Directions for this task >>
A single number is wanted: how many lines of the records below contain the word "target".

Stored records
↓

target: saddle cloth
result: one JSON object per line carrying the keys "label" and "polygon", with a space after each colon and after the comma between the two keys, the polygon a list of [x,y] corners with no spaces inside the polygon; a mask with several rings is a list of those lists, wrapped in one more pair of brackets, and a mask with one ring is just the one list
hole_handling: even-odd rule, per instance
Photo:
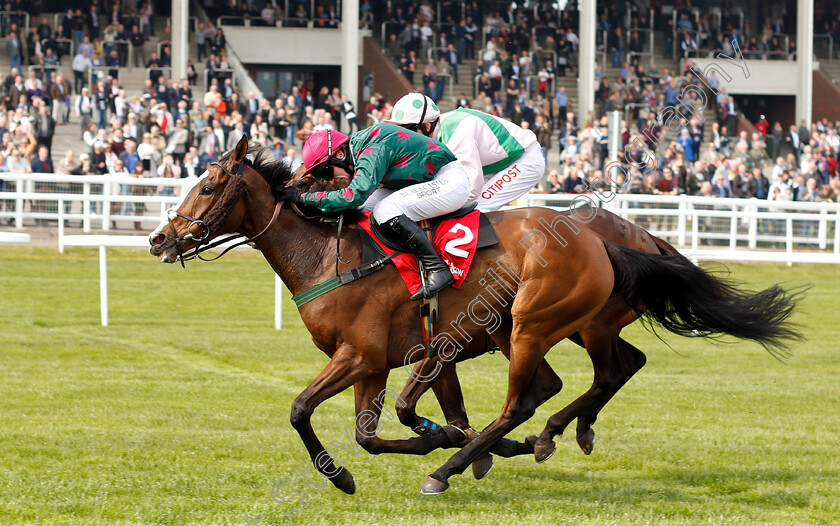
{"label": "saddle cloth", "polygon": [[[460,288],[467,278],[473,257],[479,248],[499,242],[492,223],[481,212],[474,210],[466,215],[448,214],[441,218],[421,221],[420,226],[427,235],[431,231],[432,245],[441,259],[449,266],[455,278],[454,288]],[[414,254],[404,252],[398,244],[385,238],[380,229],[371,226],[370,212],[362,214],[358,221],[361,227],[363,259],[365,262],[389,256],[397,252],[391,262],[397,267],[410,294],[420,288],[420,269]],[[375,223],[374,223],[375,225]]]}

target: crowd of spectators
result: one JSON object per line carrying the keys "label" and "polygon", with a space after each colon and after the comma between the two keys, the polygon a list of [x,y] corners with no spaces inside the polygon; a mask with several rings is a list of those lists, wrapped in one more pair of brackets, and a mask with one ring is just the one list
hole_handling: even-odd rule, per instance
{"label": "crowd of spectators", "polygon": [[[228,7],[236,5],[230,2]],[[626,54],[622,38],[612,42],[622,48],[617,58],[621,67],[615,78],[607,78],[598,66],[596,111],[578,122],[564,88],[554,83],[577,66],[574,12],[511,7],[503,13],[484,13],[486,6],[479,2],[463,6],[442,2],[441,15],[447,22],[432,31],[437,15],[430,2],[394,1],[382,11],[369,9],[370,5],[369,1],[362,4],[365,23],[387,23],[387,51],[409,80],[420,68],[418,57],[428,57],[429,49],[443,45],[422,67],[423,85],[433,99],[441,98],[445,75],[457,79],[463,60],[476,59],[473,74],[479,89],[475,97],[461,98],[456,106],[486,111],[532,129],[546,156],[550,149],[558,149],[559,169],[552,170],[535,191],[586,192],[598,184],[593,181],[608,180],[603,173],[608,160],[605,114],[621,110],[625,116],[622,144],[638,141],[656,157],[653,170],[643,173],[631,167],[626,178],[617,181],[621,192],[800,201],[836,200],[840,194],[840,123],[818,122],[811,129],[794,126],[786,132],[779,123],[770,127],[759,122],[756,132],[736,132],[740,126],[737,105],[726,91],[720,90],[709,107],[702,108],[698,94],[686,91],[698,84],[691,72],[660,70],[655,65],[646,68],[640,63],[638,54],[645,48],[638,34],[631,32]],[[328,3],[316,2],[316,6],[329,8]],[[624,17],[615,9],[610,5],[599,24],[614,23],[614,34],[621,37],[618,21]],[[71,20],[70,15],[64,20]],[[649,23],[639,15],[633,27]],[[13,24],[8,24],[12,30]],[[142,23],[136,29],[143,33],[151,31],[152,25]],[[82,33],[71,33],[79,39],[81,56],[88,46],[93,47],[94,56],[119,55],[119,50],[104,45],[98,51],[91,40],[93,33],[84,29]],[[225,69],[221,30],[200,24],[196,35],[200,35],[199,59],[206,58],[211,69]],[[34,56],[39,60],[37,53]],[[166,63],[157,55],[150,55],[150,61],[161,67]],[[154,71],[141,93],[127,93],[116,78],[100,79],[90,87],[82,80],[71,88],[60,65],[46,72],[43,80],[37,72],[20,75],[14,62],[12,66],[3,84],[6,112],[0,114],[3,171],[34,171],[33,163],[42,159],[43,151],[38,167],[45,171],[195,177],[244,133],[272,145],[278,159],[299,165],[300,145],[314,131],[327,127],[355,131],[390,117],[391,101],[378,94],[357,112],[338,88],[314,90],[303,82],[274,100],[258,100],[253,94],[243,96],[229,77],[211,75],[209,89],[198,98],[192,93],[194,78],[166,80]],[[714,75],[704,81],[719,87]],[[78,94],[73,96],[73,91]],[[681,117],[676,135],[660,136],[669,111]],[[68,123],[71,114],[80,123],[85,151],[65,156],[54,167],[52,133],[56,126]],[[711,127],[711,140],[701,148],[706,126]],[[773,140],[768,142],[768,136]],[[146,190],[136,186],[123,191]],[[119,212],[121,205],[114,206],[114,212]]]}
{"label": "crowd of spectators", "polygon": [[[579,125],[569,113],[559,132],[563,164],[549,175],[544,191],[584,192],[591,189],[589,181],[609,181],[622,193],[837,201],[840,121],[823,119],[810,128],[803,121],[785,130],[761,116],[752,126],[714,74],[700,79],[691,70],[654,71],[632,84],[617,79],[609,98],[601,97],[605,111],[624,109],[628,117],[622,121],[622,147],[644,145],[647,153],[634,152],[626,175],[604,175],[607,118],[592,112]],[[711,133],[703,148],[706,126]]]}
{"label": "crowd of spectators", "polygon": [[[24,82],[13,68],[3,92],[6,111],[0,113],[0,173],[195,178],[243,134],[272,145],[278,160],[297,167],[299,145],[315,131],[342,123],[354,131],[362,127],[353,104],[338,88],[313,92],[302,81],[275,100],[258,99],[253,93],[243,97],[230,78],[219,77],[211,78],[209,90],[200,97],[194,96],[187,79],[149,79],[142,92],[128,93],[118,79],[110,77],[91,88],[81,87],[73,96],[60,70],[51,72],[43,83],[34,71]],[[381,111],[387,110],[379,104],[377,99],[370,118],[381,118]],[[71,116],[81,127],[82,152],[62,152],[63,162],[54,164],[54,131],[68,124]],[[46,187],[34,190],[46,191]],[[142,185],[120,188],[125,195],[152,191]],[[131,204],[114,203],[111,213],[131,209]],[[48,204],[38,202],[32,203],[32,210],[50,211]],[[134,212],[142,213],[142,205],[134,205]],[[140,228],[139,223],[135,226]]]}
{"label": "crowd of spectators", "polygon": [[[425,92],[435,100],[442,97],[448,76],[457,78],[457,67],[464,59],[477,59],[472,72],[475,98],[458,100],[456,106],[471,106],[532,129],[544,151],[555,147],[552,139],[556,139],[563,162],[543,191],[583,192],[589,190],[589,181],[605,179],[601,173],[607,156],[605,115],[619,110],[625,117],[623,145],[638,140],[658,152],[657,168],[647,175],[631,170],[621,185],[623,192],[790,200],[836,200],[840,193],[840,123],[819,122],[811,130],[794,126],[786,132],[779,123],[771,128],[760,121],[758,132],[739,133],[739,108],[720,89],[714,73],[700,83],[690,72],[645,65],[651,62],[644,57],[651,53],[648,31],[664,33],[663,59],[675,58],[675,49],[676,58],[706,51],[732,55],[733,41],[748,58],[795,58],[795,47],[780,47],[787,42],[785,31],[792,29],[784,18],[767,18],[757,34],[751,34],[747,25],[742,35],[735,11],[723,10],[723,20],[716,19],[718,15],[698,19],[691,11],[678,11],[675,28],[670,16],[654,21],[646,9],[626,13],[624,4],[608,4],[598,16],[598,37],[612,57],[612,66],[619,68],[618,74],[609,78],[597,66],[596,111],[579,123],[564,88],[554,87],[557,77],[576,69],[575,12],[541,5],[536,11],[510,6],[482,13],[485,6],[471,3],[463,10],[444,9],[441,18],[446,22],[429,31],[429,20],[421,16],[423,5],[417,9],[397,5],[386,12],[382,21],[389,22],[387,52],[410,82],[422,73]],[[836,9],[829,15],[818,8],[815,18],[829,32],[840,29]],[[628,19],[629,31],[624,26]],[[701,107],[704,101],[696,90],[686,90],[705,84],[718,90],[708,108]],[[660,137],[673,113],[682,117],[677,119],[675,136]],[[711,127],[710,143],[701,151],[707,126]],[[788,152],[781,154],[781,164],[770,159],[778,157],[778,152]],[[785,174],[774,165],[784,165]],[[784,187],[777,184],[780,178],[786,181]],[[809,184],[815,185],[814,192],[807,191]],[[776,186],[771,189],[771,185]]]}
{"label": "crowd of spectators", "polygon": [[[288,5],[288,12],[285,11]],[[229,25],[280,26],[337,28],[341,22],[341,13],[335,1],[318,0],[313,4],[309,0],[290,0],[285,2],[242,2],[228,0],[205,6],[213,17],[225,17]],[[367,9],[366,9],[367,8]],[[370,18],[370,1],[361,7],[362,20]]]}

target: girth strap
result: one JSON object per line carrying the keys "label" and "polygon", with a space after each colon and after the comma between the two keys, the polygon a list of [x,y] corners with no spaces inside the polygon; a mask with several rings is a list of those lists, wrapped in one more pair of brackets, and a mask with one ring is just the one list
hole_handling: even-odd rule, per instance
{"label": "girth strap", "polygon": [[388,256],[379,258],[375,261],[371,261],[370,263],[366,263],[360,267],[356,267],[354,269],[342,272],[338,276],[330,278],[327,281],[319,283],[318,285],[315,285],[314,287],[301,292],[297,296],[294,296],[292,298],[292,301],[294,301],[295,305],[297,305],[297,307],[300,308],[301,306],[306,305],[315,298],[323,296],[327,292],[331,292],[337,289],[338,287],[341,287],[342,285],[353,283],[357,279],[361,279],[365,276],[373,274],[377,270],[385,268],[385,264],[391,261],[391,259],[394,256],[398,255],[399,253],[394,252]]}

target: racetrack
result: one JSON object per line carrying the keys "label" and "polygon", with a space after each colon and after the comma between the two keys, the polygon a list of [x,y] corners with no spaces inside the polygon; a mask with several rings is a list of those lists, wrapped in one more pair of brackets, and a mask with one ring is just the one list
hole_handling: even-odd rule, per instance
{"label": "racetrack", "polygon": [[[796,315],[808,341],[787,363],[753,344],[663,334],[671,349],[636,324],[623,335],[648,364],[601,413],[591,456],[570,428],[545,464],[497,459],[484,480],[467,472],[427,497],[420,485],[452,450],[331,448],[356,477],[345,495],[320,487],[289,424],[327,358],[291,301],[284,330],[272,329],[273,276],[258,253],[185,272],[109,250],[103,328],[94,250],[2,247],[0,524],[836,524],[840,272],[728,266],[755,288],[815,285]],[[564,343],[548,359],[563,391],[514,438],[589,387],[583,350]],[[507,361],[485,355],[459,373],[480,429],[501,406]],[[389,386],[399,392],[406,377],[394,371]],[[431,395],[419,409],[441,421]],[[387,438],[411,435],[383,422]],[[325,445],[349,446],[352,393],[324,403],[313,426]]]}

↑

Expected answer >>
4